◆ Aim of the task
For this exercise, repeat the records below exactly and omit every picture.

● ● ● ● ● ● ●

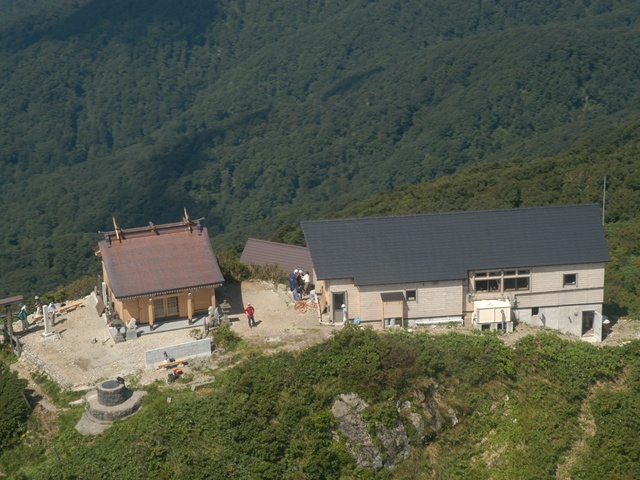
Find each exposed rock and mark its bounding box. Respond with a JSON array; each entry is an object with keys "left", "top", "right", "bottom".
[
  {"left": 332, "top": 392, "right": 410, "bottom": 470},
  {"left": 447, "top": 407, "right": 459, "bottom": 426},
  {"left": 332, "top": 393, "right": 382, "bottom": 469},
  {"left": 376, "top": 418, "right": 410, "bottom": 468},
  {"left": 401, "top": 401, "right": 426, "bottom": 444}
]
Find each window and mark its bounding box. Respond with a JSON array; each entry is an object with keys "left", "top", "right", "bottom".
[
  {"left": 532, "top": 307, "right": 539, "bottom": 316},
  {"left": 405, "top": 290, "right": 417, "bottom": 301},
  {"left": 153, "top": 299, "right": 165, "bottom": 317},
  {"left": 167, "top": 296, "right": 179, "bottom": 315},
  {"left": 503, "top": 277, "right": 529, "bottom": 291},
  {"left": 474, "top": 269, "right": 530, "bottom": 293},
  {"left": 475, "top": 279, "right": 501, "bottom": 292},
  {"left": 563, "top": 274, "right": 577, "bottom": 287}
]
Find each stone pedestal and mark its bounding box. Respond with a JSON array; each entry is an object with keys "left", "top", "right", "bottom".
[{"left": 42, "top": 306, "right": 54, "bottom": 337}]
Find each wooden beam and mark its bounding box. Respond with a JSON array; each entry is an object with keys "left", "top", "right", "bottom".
[
  {"left": 112, "top": 217, "right": 122, "bottom": 242},
  {"left": 183, "top": 207, "right": 192, "bottom": 232}
]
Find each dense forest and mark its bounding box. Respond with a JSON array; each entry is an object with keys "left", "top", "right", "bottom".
[{"left": 2, "top": 0, "right": 640, "bottom": 301}]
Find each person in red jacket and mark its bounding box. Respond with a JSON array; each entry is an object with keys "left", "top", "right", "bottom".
[{"left": 244, "top": 303, "right": 256, "bottom": 328}]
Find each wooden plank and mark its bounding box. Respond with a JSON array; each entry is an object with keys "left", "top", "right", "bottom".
[
  {"left": 0, "top": 295, "right": 24, "bottom": 308},
  {"left": 57, "top": 300, "right": 84, "bottom": 314},
  {"left": 157, "top": 358, "right": 187, "bottom": 370}
]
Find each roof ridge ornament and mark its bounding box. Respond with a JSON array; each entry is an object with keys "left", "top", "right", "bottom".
[
  {"left": 182, "top": 207, "right": 192, "bottom": 232},
  {"left": 182, "top": 208, "right": 205, "bottom": 234},
  {"left": 112, "top": 217, "right": 123, "bottom": 242}
]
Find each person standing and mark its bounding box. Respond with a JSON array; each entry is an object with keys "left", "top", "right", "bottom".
[
  {"left": 296, "top": 269, "right": 304, "bottom": 292},
  {"left": 34, "top": 296, "right": 42, "bottom": 316},
  {"left": 48, "top": 302, "right": 56, "bottom": 325},
  {"left": 289, "top": 269, "right": 298, "bottom": 292},
  {"left": 342, "top": 303, "right": 348, "bottom": 323},
  {"left": 302, "top": 271, "right": 311, "bottom": 296},
  {"left": 17, "top": 304, "right": 29, "bottom": 331},
  {"left": 244, "top": 303, "right": 256, "bottom": 328}
]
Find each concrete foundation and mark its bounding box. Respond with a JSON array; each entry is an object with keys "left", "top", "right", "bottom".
[{"left": 76, "top": 379, "right": 147, "bottom": 435}]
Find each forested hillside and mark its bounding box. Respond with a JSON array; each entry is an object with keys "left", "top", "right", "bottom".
[{"left": 2, "top": 0, "right": 640, "bottom": 298}]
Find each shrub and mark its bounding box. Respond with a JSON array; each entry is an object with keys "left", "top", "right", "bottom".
[
  {"left": 212, "top": 325, "right": 242, "bottom": 351},
  {"left": 216, "top": 247, "right": 250, "bottom": 282},
  {"left": 0, "top": 361, "right": 30, "bottom": 451}
]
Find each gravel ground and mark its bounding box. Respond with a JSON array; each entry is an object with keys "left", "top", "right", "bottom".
[{"left": 11, "top": 281, "right": 332, "bottom": 389}]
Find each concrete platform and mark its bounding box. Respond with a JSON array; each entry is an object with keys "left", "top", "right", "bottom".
[
  {"left": 137, "top": 314, "right": 209, "bottom": 335},
  {"left": 109, "top": 314, "right": 210, "bottom": 342}
]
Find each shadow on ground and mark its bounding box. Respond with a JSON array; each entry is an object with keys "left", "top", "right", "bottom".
[{"left": 215, "top": 282, "right": 245, "bottom": 315}]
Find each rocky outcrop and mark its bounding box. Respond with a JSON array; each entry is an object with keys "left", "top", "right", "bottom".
[
  {"left": 331, "top": 393, "right": 411, "bottom": 470},
  {"left": 332, "top": 386, "right": 453, "bottom": 470},
  {"left": 332, "top": 393, "right": 387, "bottom": 469}
]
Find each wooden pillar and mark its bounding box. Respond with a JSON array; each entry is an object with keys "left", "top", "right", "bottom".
[
  {"left": 187, "top": 292, "right": 193, "bottom": 322},
  {"left": 148, "top": 298, "right": 155, "bottom": 329},
  {"left": 210, "top": 288, "right": 216, "bottom": 309},
  {"left": 6, "top": 307, "right": 20, "bottom": 355},
  {"left": 2, "top": 307, "right": 9, "bottom": 344}
]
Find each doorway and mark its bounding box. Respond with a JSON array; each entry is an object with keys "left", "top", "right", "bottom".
[
  {"left": 582, "top": 311, "right": 595, "bottom": 335},
  {"left": 154, "top": 296, "right": 179, "bottom": 319},
  {"left": 332, "top": 291, "right": 346, "bottom": 323}
]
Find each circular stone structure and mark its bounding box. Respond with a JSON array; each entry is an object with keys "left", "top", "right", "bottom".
[
  {"left": 84, "top": 379, "right": 146, "bottom": 424},
  {"left": 97, "top": 380, "right": 127, "bottom": 406}
]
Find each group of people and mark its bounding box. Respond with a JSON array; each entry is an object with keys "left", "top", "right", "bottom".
[
  {"left": 15, "top": 296, "right": 57, "bottom": 331},
  {"left": 289, "top": 269, "right": 311, "bottom": 301}
]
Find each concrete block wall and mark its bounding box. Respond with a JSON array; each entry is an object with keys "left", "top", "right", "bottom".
[{"left": 145, "top": 338, "right": 212, "bottom": 369}]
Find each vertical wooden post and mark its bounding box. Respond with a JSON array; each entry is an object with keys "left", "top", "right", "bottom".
[
  {"left": 148, "top": 298, "right": 155, "bottom": 330},
  {"left": 187, "top": 292, "right": 193, "bottom": 322},
  {"left": 2, "top": 306, "right": 9, "bottom": 344},
  {"left": 6, "top": 307, "right": 20, "bottom": 356}
]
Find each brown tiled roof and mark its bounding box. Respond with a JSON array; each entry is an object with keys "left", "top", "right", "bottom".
[
  {"left": 240, "top": 238, "right": 314, "bottom": 280},
  {"left": 98, "top": 222, "right": 224, "bottom": 299}
]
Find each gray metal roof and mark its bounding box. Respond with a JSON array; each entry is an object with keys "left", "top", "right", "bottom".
[
  {"left": 240, "top": 238, "right": 313, "bottom": 279},
  {"left": 301, "top": 204, "right": 610, "bottom": 286}
]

● ● ● ● ● ● ●

◆ Task output
Find each exposed rock and mark its bounding box. Respond with a JSON array; each entry is an object with keys "left", "top", "right", "bottom".
[
  {"left": 332, "top": 392, "right": 410, "bottom": 470},
  {"left": 447, "top": 407, "right": 459, "bottom": 426},
  {"left": 332, "top": 393, "right": 382, "bottom": 469},
  {"left": 376, "top": 418, "right": 410, "bottom": 468},
  {"left": 401, "top": 401, "right": 426, "bottom": 444}
]
Find each window and mark its bounding box. Respond with a JSON array; each entry is an object with keys "left", "top", "right", "bottom".
[
  {"left": 532, "top": 307, "right": 539, "bottom": 316},
  {"left": 405, "top": 290, "right": 417, "bottom": 301},
  {"left": 153, "top": 299, "right": 165, "bottom": 317},
  {"left": 167, "top": 296, "right": 179, "bottom": 315},
  {"left": 503, "top": 277, "right": 529, "bottom": 291},
  {"left": 474, "top": 269, "right": 530, "bottom": 293},
  {"left": 475, "top": 279, "right": 501, "bottom": 292},
  {"left": 563, "top": 274, "right": 577, "bottom": 287}
]
Find each stone pedestal and mark its bounding box. Respond with a JSON array; each entry is an object with keys "left", "top", "right", "bottom".
[{"left": 42, "top": 306, "right": 54, "bottom": 337}]
Find each wooden beam and mark its bounding box. Respond with a JSON array; each entry is an object with keys "left", "top", "right", "bottom".
[
  {"left": 112, "top": 217, "right": 122, "bottom": 242},
  {"left": 183, "top": 207, "right": 192, "bottom": 232}
]
Find each dense forest and mark its bounding box. Respond with a JSON array; each entry is an object with keys "left", "top", "right", "bottom".
[{"left": 2, "top": 0, "right": 640, "bottom": 301}]
Find each person in red jacket and mark its bounding box. Respond with a JSON array; each entry is an object with keys "left", "top", "right", "bottom".
[{"left": 244, "top": 303, "right": 256, "bottom": 328}]
Find each wooden plank and mark its bounding box. Respond with a JSON array; each entry is an object with keys "left", "top", "right", "bottom".
[
  {"left": 0, "top": 295, "right": 24, "bottom": 308},
  {"left": 57, "top": 300, "right": 84, "bottom": 314},
  {"left": 157, "top": 358, "right": 187, "bottom": 370}
]
Find each roof ridge ornament and mark its bounding box. Respond with a JSON array; each entry is an object with keys "left", "top", "right", "bottom".
[
  {"left": 182, "top": 207, "right": 192, "bottom": 232},
  {"left": 182, "top": 208, "right": 205, "bottom": 234},
  {"left": 112, "top": 217, "right": 123, "bottom": 242}
]
Find each person standing and mark its bounding box. Respond with a JSON array; each entry is an object with keys "left", "top", "right", "bottom".
[
  {"left": 296, "top": 269, "right": 304, "bottom": 292},
  {"left": 34, "top": 296, "right": 42, "bottom": 316},
  {"left": 48, "top": 302, "right": 56, "bottom": 325},
  {"left": 289, "top": 269, "right": 298, "bottom": 292},
  {"left": 342, "top": 303, "right": 348, "bottom": 323},
  {"left": 302, "top": 271, "right": 311, "bottom": 296},
  {"left": 17, "top": 304, "right": 29, "bottom": 331},
  {"left": 244, "top": 303, "right": 256, "bottom": 328}
]
Find each concrete foundation and mark its bounding box. Respond with a JSON array; each entry is an object with keys "left", "top", "right", "bottom".
[{"left": 76, "top": 379, "right": 147, "bottom": 435}]
Find each forested hillside and mark its bounding box. Respond with a JSON array; each entry is an object with keys "left", "top", "right", "bottom".
[{"left": 2, "top": 0, "right": 640, "bottom": 298}]
Find each shrub and mark its bounding box. Respond with a JSON array; each entry is an object with keys "left", "top", "right", "bottom".
[
  {"left": 212, "top": 325, "right": 242, "bottom": 351},
  {"left": 216, "top": 247, "right": 250, "bottom": 282},
  {"left": 0, "top": 361, "right": 30, "bottom": 451}
]
Find each gravel ground and mark its bounding box. Respond with a JSON array; each entry is an object with keys "left", "top", "right", "bottom".
[{"left": 11, "top": 281, "right": 332, "bottom": 389}]
Find each concrete platform and mark its bounding box. Respond with a JSON array; each entry is an object with keys "left", "top", "right", "bottom".
[
  {"left": 137, "top": 314, "right": 209, "bottom": 335},
  {"left": 109, "top": 314, "right": 210, "bottom": 342}
]
Find each shadow on ground and mark its bounding box. Respond with a JSON array; each entry is an object with keys "left", "top", "right", "bottom".
[{"left": 215, "top": 282, "right": 245, "bottom": 315}]
Find each rocky outcrop and mark its bounding box. Respond with a JSON array; each entry is an object with keys "left", "top", "right", "bottom".
[
  {"left": 331, "top": 393, "right": 411, "bottom": 470},
  {"left": 332, "top": 386, "right": 453, "bottom": 470},
  {"left": 332, "top": 393, "right": 387, "bottom": 469}
]
Find each wooden pillar and mark its bounding box. Respond with a JSON array; each entry is an object with keys "left", "top", "right", "bottom".
[
  {"left": 187, "top": 292, "right": 193, "bottom": 322},
  {"left": 148, "top": 298, "right": 155, "bottom": 329},
  {"left": 210, "top": 288, "right": 216, "bottom": 309},
  {"left": 6, "top": 307, "right": 20, "bottom": 355},
  {"left": 2, "top": 307, "right": 9, "bottom": 344}
]
Find each doorway and mark its bounding box. Respond with a JSON array; each entry is an object with keys "left", "top", "right", "bottom".
[
  {"left": 582, "top": 311, "right": 595, "bottom": 335},
  {"left": 154, "top": 296, "right": 179, "bottom": 319},
  {"left": 332, "top": 291, "right": 346, "bottom": 323}
]
Find each circular stone structure and mark its bounding box. Respond with a JSON array; each entry is an object with keys "left", "top", "right", "bottom".
[
  {"left": 84, "top": 379, "right": 146, "bottom": 424},
  {"left": 97, "top": 380, "right": 127, "bottom": 406}
]
Find each group of people and mark its bounding box. Respond with a JSON array; each entry is an object with keys "left", "top", "right", "bottom".
[
  {"left": 15, "top": 296, "right": 57, "bottom": 331},
  {"left": 289, "top": 269, "right": 311, "bottom": 301}
]
Find each concrete block wall and mark its bounding box. Respond with a JSON array; each entry is an object with keys "left", "top", "right", "bottom".
[{"left": 145, "top": 338, "right": 212, "bottom": 369}]
Find each vertical wooden post and mark its bounding box. Respond with a JSON array; each entry is an object with keys "left", "top", "right", "bottom".
[
  {"left": 148, "top": 298, "right": 155, "bottom": 330},
  {"left": 187, "top": 292, "right": 193, "bottom": 322},
  {"left": 2, "top": 306, "right": 9, "bottom": 344},
  {"left": 6, "top": 307, "right": 20, "bottom": 356}
]
Find each brown tiled roof and mark its bounding box. Respond with a JSON array; each entry is an object with keys "left", "top", "right", "bottom".
[
  {"left": 240, "top": 238, "right": 314, "bottom": 280},
  {"left": 98, "top": 222, "right": 224, "bottom": 299}
]
Find each gray metal roof and mark its bounding box. Respond with a JSON array; each entry is an object with keys "left", "top", "right", "bottom".
[
  {"left": 240, "top": 238, "right": 313, "bottom": 279},
  {"left": 301, "top": 204, "right": 610, "bottom": 286}
]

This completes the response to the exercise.